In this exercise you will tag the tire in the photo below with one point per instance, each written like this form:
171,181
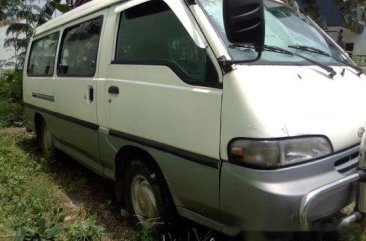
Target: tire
147,198
46,142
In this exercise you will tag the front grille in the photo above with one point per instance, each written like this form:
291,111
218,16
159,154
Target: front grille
347,164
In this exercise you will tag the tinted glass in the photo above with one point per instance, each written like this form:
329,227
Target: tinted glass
285,28
151,34
79,49
42,56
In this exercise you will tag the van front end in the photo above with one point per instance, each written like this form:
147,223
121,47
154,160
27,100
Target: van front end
304,197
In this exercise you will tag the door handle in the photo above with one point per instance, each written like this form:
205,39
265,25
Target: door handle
113,90
91,94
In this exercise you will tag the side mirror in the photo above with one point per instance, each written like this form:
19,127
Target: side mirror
244,22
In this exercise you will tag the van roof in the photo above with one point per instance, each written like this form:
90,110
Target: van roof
72,15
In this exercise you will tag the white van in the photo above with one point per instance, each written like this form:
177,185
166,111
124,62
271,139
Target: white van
239,115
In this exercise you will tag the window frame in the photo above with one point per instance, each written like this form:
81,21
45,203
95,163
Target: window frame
176,68
58,32
59,54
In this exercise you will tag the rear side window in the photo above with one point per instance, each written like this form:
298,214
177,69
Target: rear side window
151,34
42,56
79,49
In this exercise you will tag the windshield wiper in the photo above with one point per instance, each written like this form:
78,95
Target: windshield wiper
226,63
309,49
359,70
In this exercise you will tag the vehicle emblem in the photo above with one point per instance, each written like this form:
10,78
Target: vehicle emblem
361,131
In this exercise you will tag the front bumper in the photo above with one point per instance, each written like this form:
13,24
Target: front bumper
298,198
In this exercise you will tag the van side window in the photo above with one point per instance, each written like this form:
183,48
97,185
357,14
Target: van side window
151,34
42,56
79,49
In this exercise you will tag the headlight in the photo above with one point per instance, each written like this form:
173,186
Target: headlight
276,153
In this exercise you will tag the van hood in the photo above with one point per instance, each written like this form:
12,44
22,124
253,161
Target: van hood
295,101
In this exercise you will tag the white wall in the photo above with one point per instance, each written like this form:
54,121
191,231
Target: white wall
350,37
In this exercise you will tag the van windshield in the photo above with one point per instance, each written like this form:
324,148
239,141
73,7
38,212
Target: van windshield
285,28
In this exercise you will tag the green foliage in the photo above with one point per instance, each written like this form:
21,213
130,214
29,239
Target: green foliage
31,207
85,230
45,229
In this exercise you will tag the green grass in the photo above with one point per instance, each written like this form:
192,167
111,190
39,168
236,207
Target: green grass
32,206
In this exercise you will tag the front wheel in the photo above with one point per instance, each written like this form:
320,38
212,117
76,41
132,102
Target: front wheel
146,197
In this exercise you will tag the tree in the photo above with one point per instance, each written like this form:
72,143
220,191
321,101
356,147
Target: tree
22,16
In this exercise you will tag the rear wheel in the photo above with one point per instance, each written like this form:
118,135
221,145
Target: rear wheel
146,197
46,142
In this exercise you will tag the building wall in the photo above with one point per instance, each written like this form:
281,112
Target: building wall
359,40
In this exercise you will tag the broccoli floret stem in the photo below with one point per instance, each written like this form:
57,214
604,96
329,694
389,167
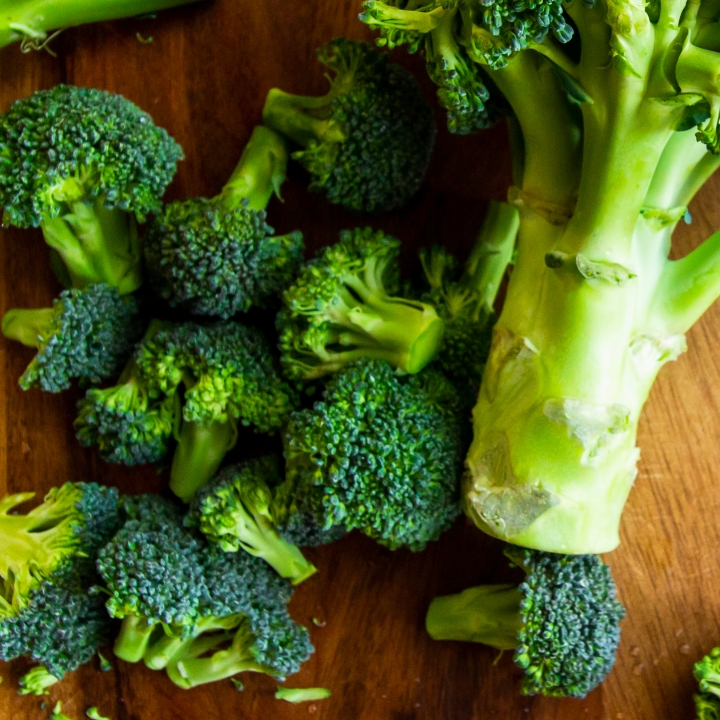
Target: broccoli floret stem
488,614
133,639
199,454
30,21
97,245
260,172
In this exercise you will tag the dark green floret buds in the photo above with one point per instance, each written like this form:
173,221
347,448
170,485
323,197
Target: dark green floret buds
219,256
342,307
367,142
563,621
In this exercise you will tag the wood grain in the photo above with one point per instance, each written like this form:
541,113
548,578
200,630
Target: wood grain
204,78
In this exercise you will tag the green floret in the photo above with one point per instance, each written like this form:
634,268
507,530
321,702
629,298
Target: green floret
123,422
84,165
219,256
153,575
342,308
367,143
563,621
46,563
380,453
235,511
86,334
229,378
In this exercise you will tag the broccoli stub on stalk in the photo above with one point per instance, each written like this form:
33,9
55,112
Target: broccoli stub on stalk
84,165
563,621
46,564
367,142
227,375
342,307
219,256
379,453
235,511
87,334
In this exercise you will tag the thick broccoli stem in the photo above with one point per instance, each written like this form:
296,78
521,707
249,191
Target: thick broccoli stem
133,639
199,454
97,245
260,172
31,20
488,614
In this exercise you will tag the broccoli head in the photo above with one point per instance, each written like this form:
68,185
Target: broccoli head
87,334
47,563
219,256
367,143
84,165
234,510
563,621
342,308
380,453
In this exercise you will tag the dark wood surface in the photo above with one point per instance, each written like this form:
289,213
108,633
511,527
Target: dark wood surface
204,77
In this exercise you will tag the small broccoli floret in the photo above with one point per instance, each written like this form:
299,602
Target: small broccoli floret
563,621
123,422
234,510
46,563
380,453
229,377
218,256
367,143
86,334
342,308
84,164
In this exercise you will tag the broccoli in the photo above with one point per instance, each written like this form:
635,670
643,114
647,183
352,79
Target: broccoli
218,256
618,130
228,375
367,143
562,621
123,422
84,165
379,453
235,511
707,673
30,21
86,334
341,308
46,564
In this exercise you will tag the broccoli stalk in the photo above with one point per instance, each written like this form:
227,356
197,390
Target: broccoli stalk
30,21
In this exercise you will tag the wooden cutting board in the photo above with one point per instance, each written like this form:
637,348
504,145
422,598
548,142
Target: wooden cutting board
204,77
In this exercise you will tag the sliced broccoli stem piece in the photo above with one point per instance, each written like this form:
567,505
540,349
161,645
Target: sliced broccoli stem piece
30,21
97,245
199,454
133,639
260,172
488,614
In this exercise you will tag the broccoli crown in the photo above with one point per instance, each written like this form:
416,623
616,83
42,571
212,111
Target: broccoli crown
217,261
125,424
379,453
90,336
570,622
70,143
231,370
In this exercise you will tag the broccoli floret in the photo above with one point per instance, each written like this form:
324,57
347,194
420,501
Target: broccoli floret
234,510
380,453
84,165
218,256
367,143
342,308
229,378
123,422
46,563
563,621
87,334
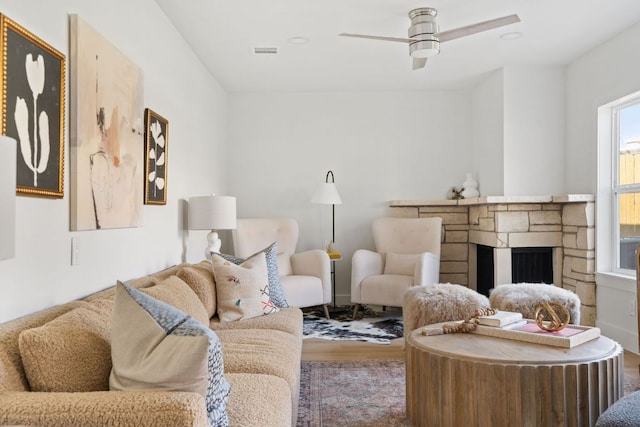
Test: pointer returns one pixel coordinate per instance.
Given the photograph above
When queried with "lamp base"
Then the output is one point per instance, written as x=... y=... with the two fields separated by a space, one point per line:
x=214 y=244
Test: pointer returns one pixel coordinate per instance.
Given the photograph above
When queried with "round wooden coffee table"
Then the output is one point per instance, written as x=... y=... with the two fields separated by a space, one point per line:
x=474 y=380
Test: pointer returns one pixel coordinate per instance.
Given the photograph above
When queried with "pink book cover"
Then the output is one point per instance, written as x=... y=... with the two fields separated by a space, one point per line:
x=533 y=328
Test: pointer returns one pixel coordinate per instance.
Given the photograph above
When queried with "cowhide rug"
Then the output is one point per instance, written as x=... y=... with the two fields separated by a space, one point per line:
x=378 y=327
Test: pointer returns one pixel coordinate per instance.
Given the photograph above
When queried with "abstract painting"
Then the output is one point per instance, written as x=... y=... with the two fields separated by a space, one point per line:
x=107 y=133
x=155 y=173
x=33 y=90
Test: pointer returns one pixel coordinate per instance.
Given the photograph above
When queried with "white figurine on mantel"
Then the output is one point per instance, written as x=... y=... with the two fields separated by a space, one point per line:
x=470 y=188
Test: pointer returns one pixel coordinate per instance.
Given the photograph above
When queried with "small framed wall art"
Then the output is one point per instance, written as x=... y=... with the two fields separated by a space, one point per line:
x=156 y=144
x=33 y=91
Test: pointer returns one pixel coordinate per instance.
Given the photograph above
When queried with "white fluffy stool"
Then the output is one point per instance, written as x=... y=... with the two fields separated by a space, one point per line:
x=440 y=302
x=526 y=297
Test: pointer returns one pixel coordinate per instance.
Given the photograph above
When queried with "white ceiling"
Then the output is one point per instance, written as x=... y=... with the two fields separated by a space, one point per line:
x=223 y=34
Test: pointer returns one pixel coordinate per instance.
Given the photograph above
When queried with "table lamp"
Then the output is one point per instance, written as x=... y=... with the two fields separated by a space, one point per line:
x=212 y=213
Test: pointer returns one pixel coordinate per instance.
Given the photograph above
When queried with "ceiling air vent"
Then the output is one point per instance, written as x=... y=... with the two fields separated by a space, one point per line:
x=265 y=50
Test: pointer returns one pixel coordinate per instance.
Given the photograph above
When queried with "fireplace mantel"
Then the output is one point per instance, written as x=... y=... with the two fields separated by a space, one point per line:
x=565 y=223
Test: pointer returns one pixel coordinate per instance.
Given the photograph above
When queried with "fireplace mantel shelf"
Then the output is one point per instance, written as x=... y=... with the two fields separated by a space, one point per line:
x=494 y=200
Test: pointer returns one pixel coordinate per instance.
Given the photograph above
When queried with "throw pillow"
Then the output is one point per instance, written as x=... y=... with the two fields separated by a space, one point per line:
x=174 y=291
x=275 y=290
x=404 y=264
x=239 y=287
x=71 y=353
x=155 y=346
x=200 y=280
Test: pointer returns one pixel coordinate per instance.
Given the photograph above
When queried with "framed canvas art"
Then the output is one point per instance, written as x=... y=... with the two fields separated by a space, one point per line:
x=156 y=146
x=33 y=91
x=106 y=133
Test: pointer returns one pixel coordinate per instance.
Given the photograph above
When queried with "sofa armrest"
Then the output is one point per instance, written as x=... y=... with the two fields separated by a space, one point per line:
x=364 y=263
x=316 y=263
x=103 y=408
x=427 y=270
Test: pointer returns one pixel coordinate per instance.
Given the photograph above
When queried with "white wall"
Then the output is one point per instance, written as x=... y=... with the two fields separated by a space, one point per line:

Direction
Output everything from the line containing "In this exercise you will tag the broccoli floret in" down to the line containing "x=474 y=380" as a numbered list, skipping blank lines and leaving out the pictures.

Answer in full
1. In this exercise you will tag the broccoli floret in the photo above with one point per instance, each written like this form:
2. 324,57
3. 347,194
4. 420,501
5. Target: broccoli floret
6. 234,510
7. 380,453
8. 84,165
9. 218,256
10. 367,143
11. 342,308
12. 229,378
13. 123,422
14. 46,563
15. 563,621
16. 87,334
17. Test: pointer returns one pixel coordinate per instance.
18. Given the photograph above
19. When queried with "lamp base"
20. Then the output is one point per instance, written as x=... y=... with the two fields separated by a space, one point per line:
21. x=214 y=244
22. Test: pointer returns one pixel coordinate per instance.
23. Given the photograph above
24. When queried with "round wooden coffee table"
25. Then the output is one point per instance, written as x=... y=... with the two fields separated by a space, one point per line:
26. x=474 y=380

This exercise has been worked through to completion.